Please print the stretch of the book review from "Illustrations by Dave" through "Intermissions.", copying it word for word.
[Start of PAGE EXTRACT]
If It Ain't Baroque: More Music History as It Ought to Be Taught

Description

145 pages
Contains Bibliography
$13.95
ISBN 0-920151-15-9
DDC 780'.207

Publisher

Year

1992

Contributor

Illustrations by Dave Donald
Reviewed by Desmond Maley

Desmond Maley is a librarian at the J.W. Tate Library, Laurentian
University.

Review

David Barber has carved a niche for himself writing humorous musical
history in a style reminiscent of Victor Borge’s My Favorite
Intermissions.

Barber’s latest book is a facetious history of musical style. It
examines the development of sacred choral forms such as the cantata,
chant, mass, motet, oratorio, passion, and requiem. Secular vocal forms
such as the aria and madrigal are also reviewed. Ballet, concert music,
early instruments, keyboard music, and the symphony round out the
presentation.

Along the way, Barber unearths some interesting anecdotes. We learn
that “The Armed Man,” a popular song used in Masses by renaissance
composers, was also used by the Beatles in their album Sgt. Pepper’s
Lonely Hearts Club Band. French ballet composer Jean-Baptiste Lully, who
started as a busboy in the kitchen of Louis XIV, died from gangrene
after bashing his foot with the staff he used to beat time. Playwright
and music critic George Bernard Shaw said Johannes Brahms was “rather
tiresomely addicted to dressing himself up as Handel or Beethoven and
making a prolonged and intolerable noise.” The FBI thought Leonard
Bernstein’s Mass was subversive, and President Richard Nixon decided
not to attend the premiere.

But musical style does not lend itself easily to satirical treatment.
[End of PAGE EXTRACT]
[Start of LISTED RECORDS]
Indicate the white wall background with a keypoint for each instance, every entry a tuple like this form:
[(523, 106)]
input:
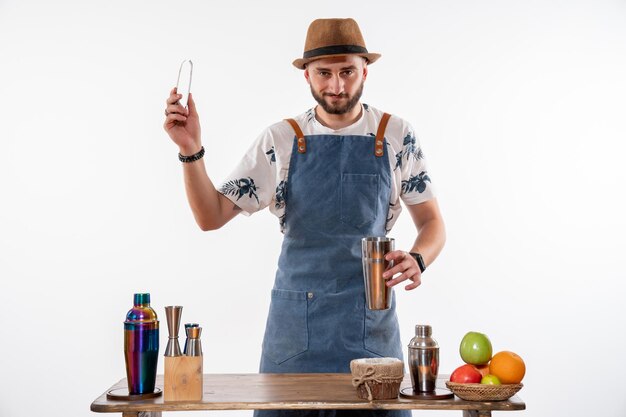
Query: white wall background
[(521, 110)]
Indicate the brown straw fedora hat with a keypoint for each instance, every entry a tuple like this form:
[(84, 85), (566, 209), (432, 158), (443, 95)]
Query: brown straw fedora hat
[(333, 37)]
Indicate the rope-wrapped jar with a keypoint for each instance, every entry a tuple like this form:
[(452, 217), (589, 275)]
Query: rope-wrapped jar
[(377, 378)]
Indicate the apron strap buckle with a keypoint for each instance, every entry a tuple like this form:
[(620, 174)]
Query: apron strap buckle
[(380, 135), (299, 135)]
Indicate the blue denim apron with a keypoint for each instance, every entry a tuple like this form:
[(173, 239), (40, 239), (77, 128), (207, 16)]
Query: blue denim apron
[(338, 192)]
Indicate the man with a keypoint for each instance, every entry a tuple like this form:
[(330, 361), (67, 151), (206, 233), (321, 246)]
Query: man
[(332, 176)]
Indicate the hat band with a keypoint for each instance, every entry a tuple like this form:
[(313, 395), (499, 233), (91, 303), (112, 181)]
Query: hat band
[(335, 50)]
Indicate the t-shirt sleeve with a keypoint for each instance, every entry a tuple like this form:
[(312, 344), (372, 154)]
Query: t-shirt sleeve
[(416, 186), (251, 184)]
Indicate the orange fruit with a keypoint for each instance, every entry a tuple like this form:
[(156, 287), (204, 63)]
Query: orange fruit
[(509, 367)]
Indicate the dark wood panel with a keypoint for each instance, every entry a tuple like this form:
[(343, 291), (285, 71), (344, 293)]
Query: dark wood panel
[(290, 391)]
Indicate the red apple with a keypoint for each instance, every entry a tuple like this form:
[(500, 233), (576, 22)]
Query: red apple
[(483, 369), (466, 374), (490, 380)]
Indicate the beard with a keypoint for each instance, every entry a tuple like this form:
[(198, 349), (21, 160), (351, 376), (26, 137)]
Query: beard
[(336, 108)]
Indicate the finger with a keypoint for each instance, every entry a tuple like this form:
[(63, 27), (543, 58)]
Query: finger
[(416, 283), (173, 119), (177, 109), (173, 98), (396, 269), (192, 106), (395, 255), (408, 274)]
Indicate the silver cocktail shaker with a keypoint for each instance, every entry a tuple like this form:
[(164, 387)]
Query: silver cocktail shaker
[(423, 359)]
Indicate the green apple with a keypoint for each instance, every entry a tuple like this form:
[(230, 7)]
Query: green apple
[(475, 348), (490, 380)]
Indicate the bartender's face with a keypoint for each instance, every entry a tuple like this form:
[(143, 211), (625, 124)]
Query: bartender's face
[(337, 83)]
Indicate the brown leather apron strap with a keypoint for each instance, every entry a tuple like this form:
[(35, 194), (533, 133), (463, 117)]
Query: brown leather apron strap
[(299, 135), (380, 135)]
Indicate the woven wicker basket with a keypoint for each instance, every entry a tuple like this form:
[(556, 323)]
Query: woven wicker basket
[(483, 392)]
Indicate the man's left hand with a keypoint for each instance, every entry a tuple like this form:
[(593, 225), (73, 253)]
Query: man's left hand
[(405, 265)]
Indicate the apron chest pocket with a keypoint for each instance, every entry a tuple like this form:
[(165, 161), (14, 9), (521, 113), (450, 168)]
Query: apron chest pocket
[(286, 333), (359, 199)]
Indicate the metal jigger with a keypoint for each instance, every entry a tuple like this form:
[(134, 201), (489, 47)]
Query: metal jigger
[(173, 314), (193, 347)]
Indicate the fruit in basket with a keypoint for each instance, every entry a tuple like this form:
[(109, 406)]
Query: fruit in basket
[(509, 367), (490, 380), (475, 348), (483, 369), (466, 374)]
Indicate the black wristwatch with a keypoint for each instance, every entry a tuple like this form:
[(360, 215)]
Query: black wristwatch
[(420, 261)]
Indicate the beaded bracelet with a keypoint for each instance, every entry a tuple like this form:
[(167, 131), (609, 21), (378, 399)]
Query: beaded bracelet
[(192, 158)]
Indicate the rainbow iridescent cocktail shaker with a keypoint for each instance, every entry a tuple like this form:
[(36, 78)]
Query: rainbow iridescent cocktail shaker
[(141, 345)]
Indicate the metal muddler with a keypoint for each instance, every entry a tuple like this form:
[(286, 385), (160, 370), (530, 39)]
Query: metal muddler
[(193, 347), (173, 315), (423, 359)]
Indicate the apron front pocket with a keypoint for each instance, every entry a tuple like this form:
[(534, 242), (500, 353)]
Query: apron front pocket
[(359, 199), (286, 333)]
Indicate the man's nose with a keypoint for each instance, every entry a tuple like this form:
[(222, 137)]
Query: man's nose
[(335, 84)]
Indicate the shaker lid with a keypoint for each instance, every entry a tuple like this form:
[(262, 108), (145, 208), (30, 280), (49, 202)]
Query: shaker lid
[(422, 339), (141, 298)]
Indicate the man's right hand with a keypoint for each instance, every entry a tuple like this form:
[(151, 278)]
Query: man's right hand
[(182, 125)]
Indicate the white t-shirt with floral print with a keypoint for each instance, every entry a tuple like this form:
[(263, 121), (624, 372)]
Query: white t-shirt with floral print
[(260, 178)]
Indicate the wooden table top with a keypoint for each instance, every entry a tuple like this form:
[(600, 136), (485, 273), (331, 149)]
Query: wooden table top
[(290, 391)]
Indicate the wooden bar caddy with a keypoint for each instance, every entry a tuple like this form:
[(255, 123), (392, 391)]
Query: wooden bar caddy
[(183, 378), (183, 370)]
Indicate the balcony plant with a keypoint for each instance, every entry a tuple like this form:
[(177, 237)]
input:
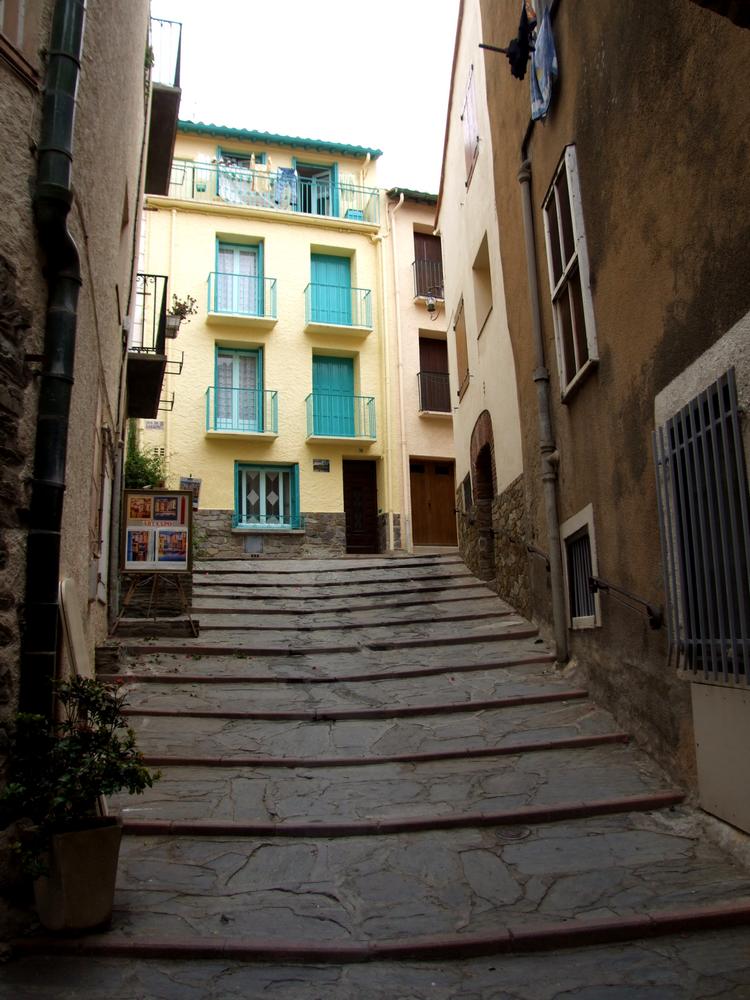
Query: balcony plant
[(58, 771), (181, 309)]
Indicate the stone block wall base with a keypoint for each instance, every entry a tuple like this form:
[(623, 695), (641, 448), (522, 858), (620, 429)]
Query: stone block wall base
[(213, 538)]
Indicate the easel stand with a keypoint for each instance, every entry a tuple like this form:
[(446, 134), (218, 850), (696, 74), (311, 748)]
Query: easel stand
[(141, 580)]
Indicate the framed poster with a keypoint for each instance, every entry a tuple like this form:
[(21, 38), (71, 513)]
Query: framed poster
[(156, 531)]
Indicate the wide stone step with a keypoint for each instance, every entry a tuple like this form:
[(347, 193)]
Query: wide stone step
[(427, 790), (201, 738), (483, 609), (537, 680), (431, 885), (201, 661), (705, 964)]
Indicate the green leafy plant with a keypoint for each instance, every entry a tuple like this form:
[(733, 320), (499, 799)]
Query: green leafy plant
[(142, 468), (58, 769), (183, 307)]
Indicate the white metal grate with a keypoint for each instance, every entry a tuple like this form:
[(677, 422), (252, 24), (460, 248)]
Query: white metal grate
[(705, 534)]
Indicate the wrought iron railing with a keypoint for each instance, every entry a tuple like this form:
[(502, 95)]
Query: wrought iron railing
[(434, 392), (338, 415), (241, 295), (277, 189), (166, 51), (242, 411), (335, 305), (428, 279), (148, 332)]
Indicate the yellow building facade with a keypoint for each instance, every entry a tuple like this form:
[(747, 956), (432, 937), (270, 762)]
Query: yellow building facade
[(280, 408)]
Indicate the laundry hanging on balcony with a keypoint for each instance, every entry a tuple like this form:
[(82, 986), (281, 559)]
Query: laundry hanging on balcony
[(286, 188), (544, 69)]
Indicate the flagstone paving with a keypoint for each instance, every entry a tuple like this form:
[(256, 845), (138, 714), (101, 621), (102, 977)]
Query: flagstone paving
[(376, 783)]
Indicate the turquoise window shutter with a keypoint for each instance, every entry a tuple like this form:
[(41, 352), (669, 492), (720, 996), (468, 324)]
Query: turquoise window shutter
[(331, 289), (333, 391)]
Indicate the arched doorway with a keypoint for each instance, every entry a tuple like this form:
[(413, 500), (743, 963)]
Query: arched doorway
[(484, 490)]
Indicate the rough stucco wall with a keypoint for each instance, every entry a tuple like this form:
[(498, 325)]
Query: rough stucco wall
[(465, 216), (107, 150), (660, 121)]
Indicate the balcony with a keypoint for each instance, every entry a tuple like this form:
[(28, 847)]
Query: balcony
[(434, 392), (276, 190), (147, 359), (339, 417), (336, 309), (242, 413), (243, 299), (428, 279), (166, 51)]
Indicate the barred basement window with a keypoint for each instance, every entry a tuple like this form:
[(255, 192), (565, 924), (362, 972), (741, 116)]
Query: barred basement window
[(704, 514)]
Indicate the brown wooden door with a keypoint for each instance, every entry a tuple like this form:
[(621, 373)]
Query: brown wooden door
[(433, 502), (361, 506)]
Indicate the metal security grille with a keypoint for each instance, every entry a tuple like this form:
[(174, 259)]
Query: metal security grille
[(705, 534), (580, 595)]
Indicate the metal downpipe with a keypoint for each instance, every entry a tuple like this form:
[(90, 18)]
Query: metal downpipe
[(549, 454), (52, 201)]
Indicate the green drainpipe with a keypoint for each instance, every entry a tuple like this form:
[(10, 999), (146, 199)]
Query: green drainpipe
[(52, 201)]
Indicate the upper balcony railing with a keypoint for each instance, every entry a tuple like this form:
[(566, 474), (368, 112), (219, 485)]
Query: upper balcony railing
[(242, 411), (166, 49), (337, 305), (242, 295), (428, 279), (338, 415), (148, 332), (434, 392), (276, 189)]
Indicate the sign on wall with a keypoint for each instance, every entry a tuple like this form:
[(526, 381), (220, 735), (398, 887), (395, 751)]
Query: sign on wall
[(156, 531)]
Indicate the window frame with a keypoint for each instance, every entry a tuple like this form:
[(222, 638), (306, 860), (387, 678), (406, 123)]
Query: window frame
[(240, 469), (237, 352), (462, 377), (576, 525), (572, 265), (471, 127)]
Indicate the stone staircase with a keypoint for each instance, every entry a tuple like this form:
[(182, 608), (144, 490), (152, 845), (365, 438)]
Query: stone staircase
[(376, 761)]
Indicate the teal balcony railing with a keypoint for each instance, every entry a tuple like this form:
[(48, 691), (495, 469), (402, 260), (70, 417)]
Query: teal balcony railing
[(242, 411), (336, 305), (278, 189), (242, 294), (338, 415), (269, 521)]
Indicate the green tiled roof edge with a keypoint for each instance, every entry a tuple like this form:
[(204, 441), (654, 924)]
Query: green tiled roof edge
[(246, 135)]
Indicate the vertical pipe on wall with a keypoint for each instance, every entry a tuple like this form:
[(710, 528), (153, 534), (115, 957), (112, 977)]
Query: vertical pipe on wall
[(406, 539), (53, 197), (549, 454)]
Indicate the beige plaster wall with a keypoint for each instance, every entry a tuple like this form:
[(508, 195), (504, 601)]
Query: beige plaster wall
[(465, 216)]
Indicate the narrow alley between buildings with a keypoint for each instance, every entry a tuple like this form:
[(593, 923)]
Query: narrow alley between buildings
[(376, 782)]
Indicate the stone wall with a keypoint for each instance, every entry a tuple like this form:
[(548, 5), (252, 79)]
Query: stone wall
[(14, 322), (511, 557), (324, 535), (498, 555)]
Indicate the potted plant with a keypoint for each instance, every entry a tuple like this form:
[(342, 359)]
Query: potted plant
[(57, 773), (180, 310)]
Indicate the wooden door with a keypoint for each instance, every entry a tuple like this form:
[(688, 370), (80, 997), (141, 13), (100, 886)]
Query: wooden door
[(433, 502), (333, 396), (361, 506)]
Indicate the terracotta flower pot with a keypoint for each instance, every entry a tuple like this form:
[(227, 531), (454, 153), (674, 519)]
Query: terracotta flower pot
[(79, 891)]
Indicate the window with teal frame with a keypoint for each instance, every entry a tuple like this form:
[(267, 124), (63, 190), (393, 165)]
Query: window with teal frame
[(238, 394), (266, 496), (238, 286)]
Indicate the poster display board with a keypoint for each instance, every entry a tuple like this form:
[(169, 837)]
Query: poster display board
[(156, 531)]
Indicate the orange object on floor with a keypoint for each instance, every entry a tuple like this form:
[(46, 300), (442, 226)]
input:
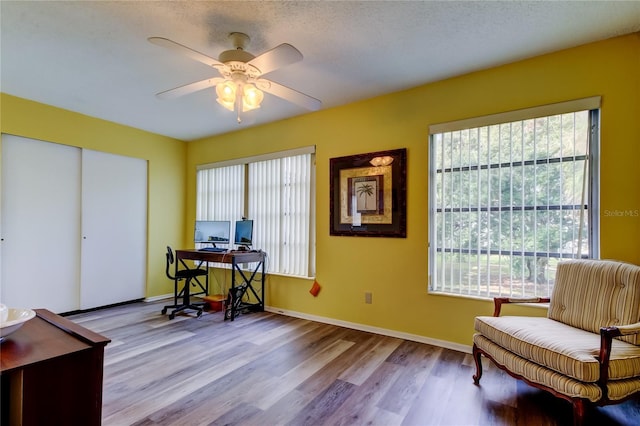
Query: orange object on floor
[(315, 289)]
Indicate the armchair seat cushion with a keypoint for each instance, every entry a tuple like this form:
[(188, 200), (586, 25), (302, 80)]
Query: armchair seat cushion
[(562, 348)]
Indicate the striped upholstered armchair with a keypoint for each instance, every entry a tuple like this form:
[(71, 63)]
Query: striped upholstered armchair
[(587, 349)]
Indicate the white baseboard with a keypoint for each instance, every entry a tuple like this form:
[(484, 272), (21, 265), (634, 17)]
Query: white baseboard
[(377, 330), (161, 297)]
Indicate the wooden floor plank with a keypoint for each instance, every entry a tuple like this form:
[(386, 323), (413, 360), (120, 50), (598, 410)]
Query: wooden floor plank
[(267, 369)]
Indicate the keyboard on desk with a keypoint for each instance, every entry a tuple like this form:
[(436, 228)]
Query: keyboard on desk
[(213, 249)]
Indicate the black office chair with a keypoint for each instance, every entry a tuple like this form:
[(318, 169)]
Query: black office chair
[(187, 275)]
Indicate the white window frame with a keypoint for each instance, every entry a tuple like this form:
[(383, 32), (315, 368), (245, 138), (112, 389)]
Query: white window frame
[(275, 242), (438, 283)]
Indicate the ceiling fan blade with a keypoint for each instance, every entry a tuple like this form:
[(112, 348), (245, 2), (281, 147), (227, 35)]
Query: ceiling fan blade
[(278, 57), (189, 88), (184, 50), (289, 94)]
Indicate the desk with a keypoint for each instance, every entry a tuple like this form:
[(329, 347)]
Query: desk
[(235, 259), (51, 372)]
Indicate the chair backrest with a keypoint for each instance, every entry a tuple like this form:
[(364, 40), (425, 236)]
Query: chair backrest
[(170, 261), (590, 294)]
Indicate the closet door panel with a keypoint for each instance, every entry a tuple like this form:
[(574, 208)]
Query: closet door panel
[(114, 229), (40, 225)]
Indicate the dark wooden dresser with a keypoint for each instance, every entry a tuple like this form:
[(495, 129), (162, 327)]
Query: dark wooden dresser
[(51, 373)]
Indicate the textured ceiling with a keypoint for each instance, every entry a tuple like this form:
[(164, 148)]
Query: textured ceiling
[(93, 57)]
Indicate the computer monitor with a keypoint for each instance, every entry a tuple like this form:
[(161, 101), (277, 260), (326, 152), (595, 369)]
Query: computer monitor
[(244, 233), (212, 231)]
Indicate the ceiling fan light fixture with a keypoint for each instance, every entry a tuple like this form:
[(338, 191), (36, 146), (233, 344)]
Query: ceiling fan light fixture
[(226, 92)]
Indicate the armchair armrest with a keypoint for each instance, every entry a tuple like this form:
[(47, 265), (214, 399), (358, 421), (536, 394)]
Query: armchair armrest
[(499, 301), (606, 340)]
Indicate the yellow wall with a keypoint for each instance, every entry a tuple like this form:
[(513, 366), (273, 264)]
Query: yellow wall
[(395, 270), (166, 167)]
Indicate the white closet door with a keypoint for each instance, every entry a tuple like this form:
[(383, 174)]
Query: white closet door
[(114, 229), (40, 224)]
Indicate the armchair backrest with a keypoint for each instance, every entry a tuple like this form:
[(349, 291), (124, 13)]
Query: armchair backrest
[(169, 263), (590, 294)]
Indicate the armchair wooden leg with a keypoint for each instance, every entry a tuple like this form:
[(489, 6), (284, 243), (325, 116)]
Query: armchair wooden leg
[(476, 357), (579, 408)]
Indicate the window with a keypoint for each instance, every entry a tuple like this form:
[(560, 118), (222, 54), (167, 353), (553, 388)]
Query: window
[(277, 192), (510, 196)]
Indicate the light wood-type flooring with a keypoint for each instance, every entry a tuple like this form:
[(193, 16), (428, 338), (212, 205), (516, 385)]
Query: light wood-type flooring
[(267, 369)]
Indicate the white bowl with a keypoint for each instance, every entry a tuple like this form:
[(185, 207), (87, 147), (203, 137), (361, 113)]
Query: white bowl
[(15, 319)]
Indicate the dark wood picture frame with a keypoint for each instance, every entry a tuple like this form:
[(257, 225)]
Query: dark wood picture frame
[(368, 194)]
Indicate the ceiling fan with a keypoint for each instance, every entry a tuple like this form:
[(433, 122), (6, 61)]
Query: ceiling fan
[(241, 84)]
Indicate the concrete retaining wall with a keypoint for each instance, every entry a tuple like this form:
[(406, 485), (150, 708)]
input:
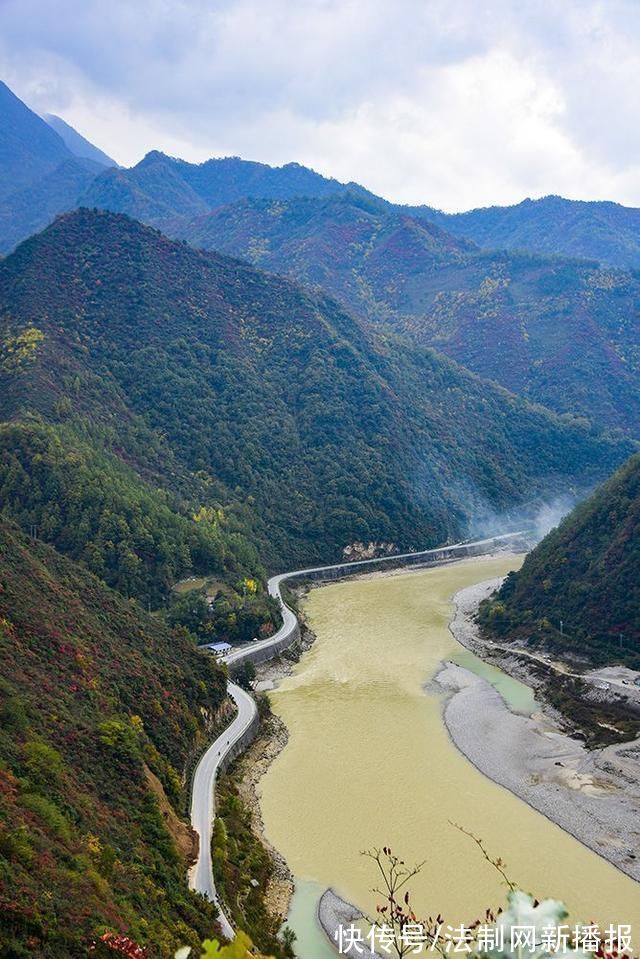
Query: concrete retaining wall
[(242, 742)]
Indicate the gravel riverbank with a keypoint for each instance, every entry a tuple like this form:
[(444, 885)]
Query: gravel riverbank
[(592, 794)]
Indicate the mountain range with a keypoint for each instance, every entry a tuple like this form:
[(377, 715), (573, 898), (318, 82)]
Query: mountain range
[(217, 369), (578, 591), (176, 365)]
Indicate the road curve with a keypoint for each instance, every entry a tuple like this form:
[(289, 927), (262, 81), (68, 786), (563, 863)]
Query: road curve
[(203, 797), (236, 735)]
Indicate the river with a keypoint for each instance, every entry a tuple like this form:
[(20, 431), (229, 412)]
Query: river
[(369, 762)]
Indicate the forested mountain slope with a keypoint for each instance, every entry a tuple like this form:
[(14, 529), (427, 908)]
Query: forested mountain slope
[(585, 574), (603, 231), (101, 708), (39, 176), (324, 432), (79, 145), (563, 333)]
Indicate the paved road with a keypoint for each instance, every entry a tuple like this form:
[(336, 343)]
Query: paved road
[(202, 797), (203, 788)]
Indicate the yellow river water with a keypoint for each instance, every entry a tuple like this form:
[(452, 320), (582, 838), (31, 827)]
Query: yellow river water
[(369, 762)]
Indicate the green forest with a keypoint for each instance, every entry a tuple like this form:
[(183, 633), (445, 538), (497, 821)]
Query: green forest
[End of LISTED RECORDS]
**WORKED SOLUTION:**
Illustrations by Dave Donald
Reviewed by Desmond Maley

Desmond Maley is a librarian at the J.W. Tate Library, Laurentian
University.

Review

David Barber has carved a niche for himself writing humorous musical
history in a style reminiscent of Victor Borge’s My Favorite
Intermissions.